Entrevista de Régis Bonvicino para Maria João Caetano (jornal Ponto Final, de Macau, China, fevereiro de 2013).
Maria Caetano: Você esteve há dois anos em Macau numa visita à Universidade de Macau, quando participava de um encontro internacional de poetas em Hong Kong, aqui ao lado. Nessa altura, viu editada uma versão trilíngue da sua poesia pela China University Press. Como o acolheu o leitor de língua chinesa? Que reações obteve?
Régis Bonvicino: Acabei perdendo, em novembro de 2011, um voo de Londres a Hong Kong e não cheguei então, infelizmente, a tempo para fazer a leitura que estava marcada na Universidade de Macau. Entretanto, visitei Macau por um dia e, por exemplo, no Leal Senado me senti em uma cidade histórica brasileira (Paraty ou Ouro Preto), pela semelhança arquitetônica, ou mesmo me senti em trechos do centro velho da cidade de São Paulo, onde nasci e resido. É a colonização portuguesa. São as pedras portuguesas. A fusão de culturas de Macau me atrai. Macau é singular, contrastada, mas, de algum modo, por incrível que possa parecer, me evocou algumas cidades brasileiras. Quanto à segunda parte da pergunta, tive o prazer de ser destacado por uma revista de Hong Kong e por alguns jornais como uma das boas participações da International Poetry de Hong Kong. Quanto ao livro que menciona, tive também o prazer de, nesta semana de fevereiro de 2013, ler uma resenha que saiu no website Mosquito, que diz: “The addition of poets like Brazilian Régis Bonvicino (writing in Portuguese, despite his French-Italian name) and German-born Russian poet Arkadii Dragomoshchenko further reinforces the sense of a grandiloquent, irreverent dialogue occurring across the seven seas. Bonvicino’s chapbook includes an untitled poem dedicated to Dragomoshchencko, which begins: ‘Almost no one sees/ what I see in the words/ byzantine iconoclasm/ the clock reads midnight or mid-day?’ (56). Indeed, the byzantine iconoclasm of this box set is what astonishes most of all, the overriding and often overwhelming sense that, night or day, it is high time for all of us to wake up”. Recebi também uns poucos e-mails de estudantes que me ouviram em Hong Kong, me cumprimentando. É imperioso restabelecer o liame entre poeta e público. Não se escreve para si mesmo.

_Dados fornecidos_.

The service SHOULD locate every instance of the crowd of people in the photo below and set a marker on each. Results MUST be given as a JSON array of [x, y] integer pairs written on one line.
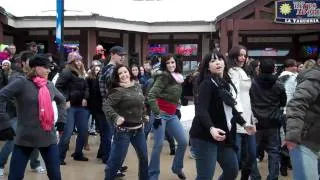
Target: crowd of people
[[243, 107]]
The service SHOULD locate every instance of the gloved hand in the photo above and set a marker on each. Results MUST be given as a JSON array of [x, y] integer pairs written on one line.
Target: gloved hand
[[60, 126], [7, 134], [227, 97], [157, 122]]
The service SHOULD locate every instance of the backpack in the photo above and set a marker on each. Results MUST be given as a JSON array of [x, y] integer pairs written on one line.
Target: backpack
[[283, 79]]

...

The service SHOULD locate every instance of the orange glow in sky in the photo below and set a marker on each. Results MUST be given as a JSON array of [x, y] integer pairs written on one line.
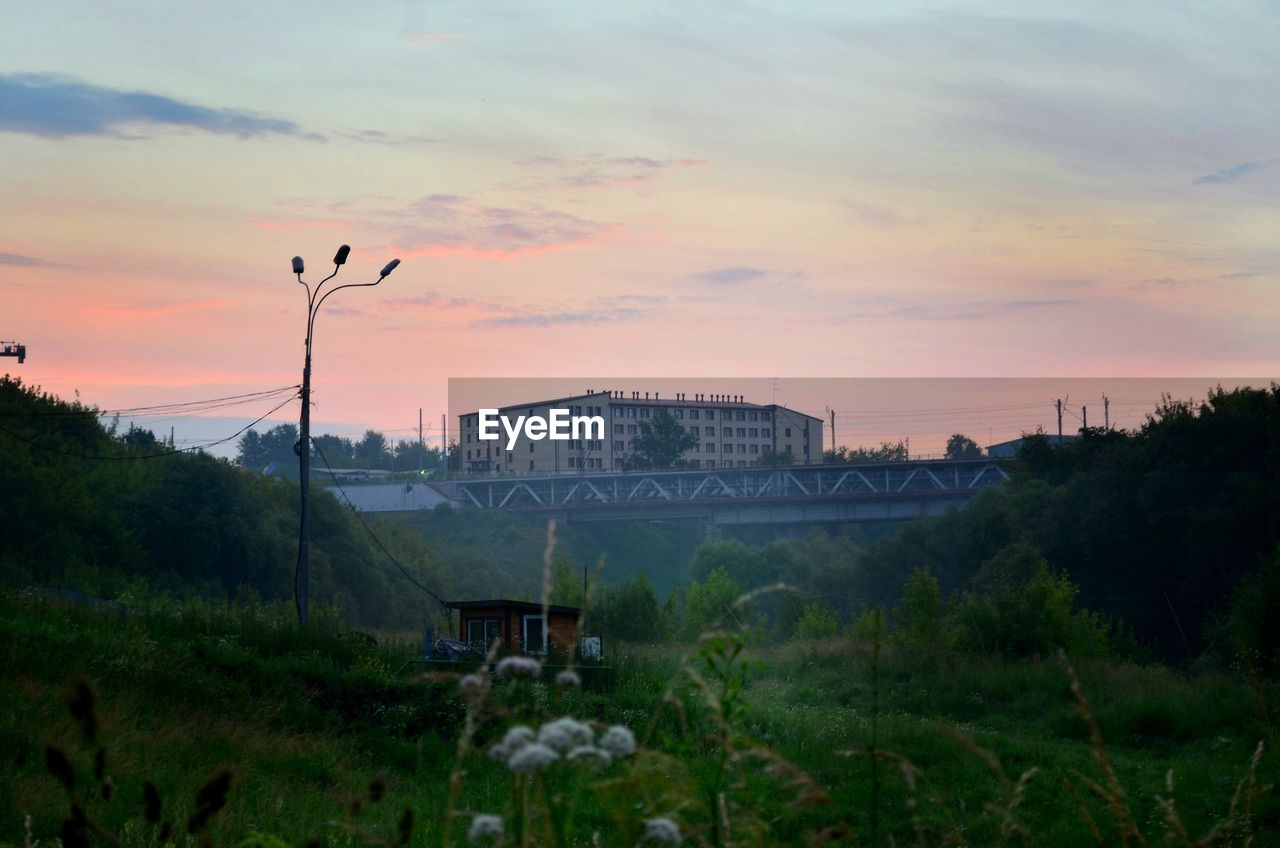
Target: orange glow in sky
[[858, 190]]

_Enunciado da tarefa_.
Transcreva da entrevista o trecho entre “Entrevista de Régis” e “Que reações obteve?”, incluindo as duas passagens.

_Resolução do problema_.
Entrevista de Régis Bonvicino para Maria João Caetano (jornal Ponto Final, de Macau, China, fevereiro de 2013).
Maria Caetano: Você esteve há dois anos em Macau numa visita à Universidade de Macau, quando participava de um encontro internacional de poetas em Hong Kong, aqui ao lado. Nessa altura, viu editada uma versão trilíngue da sua poesia pela China University Press. Como o acolheu o leitor de língua chinesa? Que reações obteve?